:: PAGE EXTRACT ::

Use a bucket sort for PackReverseIndex.

Previously it took 1200ms to create a reverse index (sorted by offset).
Using a simple bucket sort algorithm, that time is reduced to 450ms.
The bucket index into the offset array is kept, in order to decrease
the binary search window.

Don't keep a copy of the offsets. Instead, use nth position
to lookup the offset in the PackIndex.

Change-Id: If51ab76752622e04a4430d9a14db95ad02f5329d
diff --git a/org.eclipse.jgit/src/org/eclipse/jgit/internal/storage/file/PackReverseIndex.java b/org.eclipse.jgit/src/org/eclipse/jgit/internal/storage/file/PackReverseIndex.java
index c5aa5d3..fe9f700 100644
--- a/org.eclipse.jgit/src/org/eclipse/jgit/internal/storage/file/PackReverseIndex.java
+++ b/org.eclipse.jgit/src/org/eclipse/jgit/internal/storage/file/PackReverseIndex.java
@@ -44,7 +44,6 @@
 package org.eclipse.jgit.internal.storage.file;
 
 import java.text.MessageFormat;
-import java.util.Arrays;
 
 import org.eclipse.jgit.errors.CorruptObjectException;
 import org.eclipse.jgit.internal.JGitText;
@@ -65,21 +64,22 @@
 	/** Index we were created from, and that has our ObjectId data. */
 	private final PackIndex index;
 
-	/**
-	 * (offset31, truly) Offsets accommodating in 31 bits.
-	 */
-	private final int offsets32[];
+	/** The number of bytes per entry in the offsetIndex. */
+	private final long bucketSize;
 
 	/**
-	 * Offsets not accommodating in 31 bits.
+	 * An index into the nth mapping, where the value is the position after the
+	 * the last index that contains the values of the bucket. For example given
+	 * offset o (and bucket = o / bucketSize), the offset will be contained in
+	 * the range nth[offsetIndex[bucket - 1]] inclusive to
+	 * nth[offsetIndex[bucket]] exclusive.

:::

WHAT YOU NEED TO DO:
[1] Can you copy out, word for word, the stretch of the PackReverseIndex commit from "Use a bucket" through "in the PackIndex."?
[2] Which lines of the entries contain the word "with"? List every such line in full.

:: DATASET ENTRIES ::

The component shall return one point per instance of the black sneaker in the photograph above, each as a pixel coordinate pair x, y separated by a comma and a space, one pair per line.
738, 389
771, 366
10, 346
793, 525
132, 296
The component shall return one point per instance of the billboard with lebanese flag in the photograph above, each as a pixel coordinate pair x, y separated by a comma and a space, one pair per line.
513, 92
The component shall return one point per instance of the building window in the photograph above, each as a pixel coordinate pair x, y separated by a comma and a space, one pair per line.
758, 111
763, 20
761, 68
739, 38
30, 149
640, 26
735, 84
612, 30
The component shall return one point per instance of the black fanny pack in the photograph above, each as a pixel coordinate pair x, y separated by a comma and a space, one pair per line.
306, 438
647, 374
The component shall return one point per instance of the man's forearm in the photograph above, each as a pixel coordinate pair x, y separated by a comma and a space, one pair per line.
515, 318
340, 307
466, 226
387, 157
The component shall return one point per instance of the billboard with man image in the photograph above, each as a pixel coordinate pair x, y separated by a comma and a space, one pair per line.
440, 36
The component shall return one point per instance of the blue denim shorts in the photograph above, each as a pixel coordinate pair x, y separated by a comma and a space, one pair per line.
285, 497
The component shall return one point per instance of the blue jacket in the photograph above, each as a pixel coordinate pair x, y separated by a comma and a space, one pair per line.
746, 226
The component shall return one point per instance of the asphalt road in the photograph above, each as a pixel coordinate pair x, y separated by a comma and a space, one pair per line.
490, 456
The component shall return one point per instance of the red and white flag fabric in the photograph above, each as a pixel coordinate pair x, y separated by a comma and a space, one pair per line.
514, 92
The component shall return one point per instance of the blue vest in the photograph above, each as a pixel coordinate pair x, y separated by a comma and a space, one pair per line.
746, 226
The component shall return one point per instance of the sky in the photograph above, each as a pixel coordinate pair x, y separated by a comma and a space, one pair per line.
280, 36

:::

RESPONSES FOR EACH TASK:
[1]
Use a bucket sort for PackReverseIndex.

Previously it took 1200ms to create a reverse index (sorted by offset).
Using a simple bucket sort algorithm, that time is reduced to 450ms.
The bucket index into the offset array is kept, in order to decrease
the binary search window.

Don't keep a copy of the offsets. Instead, use nth position
to lookup the offset in the PackIndex.

[2]
The component shall return one point per instance of the billboard with lebanese flag in the photograph above, each as a pixel coordinate pair x, y separated by a comma and a space, one pair per line.
The component shall return one point per instance of the billboard with man image in the photograph above, each as a pixel coordinate pair x, y separated by a comma and a space, one pair per line.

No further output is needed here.